::: TASK INPUT :::

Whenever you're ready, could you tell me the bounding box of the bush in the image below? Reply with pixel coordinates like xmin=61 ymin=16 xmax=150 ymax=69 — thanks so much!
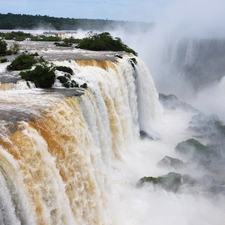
xmin=77 ymin=32 xmax=137 ymax=56
xmin=31 ymin=35 xmax=61 ymax=42
xmin=57 ymin=74 xmax=79 ymax=88
xmin=55 ymin=66 xmax=73 ymax=75
xmin=7 ymin=54 xmax=37 ymax=70
xmin=0 ymin=58 xmax=7 ymax=63
xmin=20 ymin=63 xmax=56 ymax=88
xmin=1 ymin=31 xmax=32 ymax=41
xmin=0 ymin=39 xmax=7 ymax=56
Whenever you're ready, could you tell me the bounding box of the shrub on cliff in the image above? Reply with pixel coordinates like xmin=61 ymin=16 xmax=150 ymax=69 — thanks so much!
xmin=55 ymin=66 xmax=73 ymax=75
xmin=137 ymin=172 xmax=182 ymax=192
xmin=20 ymin=63 xmax=56 ymax=88
xmin=7 ymin=54 xmax=37 ymax=70
xmin=0 ymin=39 xmax=7 ymax=56
xmin=0 ymin=58 xmax=7 ymax=63
xmin=77 ymin=32 xmax=137 ymax=56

:::

→ ASSIGNMENT
Every line from the one that holds "of the shrub" to the end of the data above should be given again exactly, with that line and the last one both kept.

→ TASK OUTPUT
Whenever you're ready, could you tell me the bounding box of the shrub on cliff in the image above? Reply with pixel coordinates like xmin=61 ymin=16 xmax=150 ymax=69 — thanks so much!
xmin=55 ymin=66 xmax=73 ymax=75
xmin=137 ymin=172 xmax=182 ymax=192
xmin=20 ymin=63 xmax=56 ymax=88
xmin=7 ymin=54 xmax=37 ymax=70
xmin=0 ymin=39 xmax=7 ymax=56
xmin=0 ymin=58 xmax=7 ymax=63
xmin=77 ymin=32 xmax=137 ymax=56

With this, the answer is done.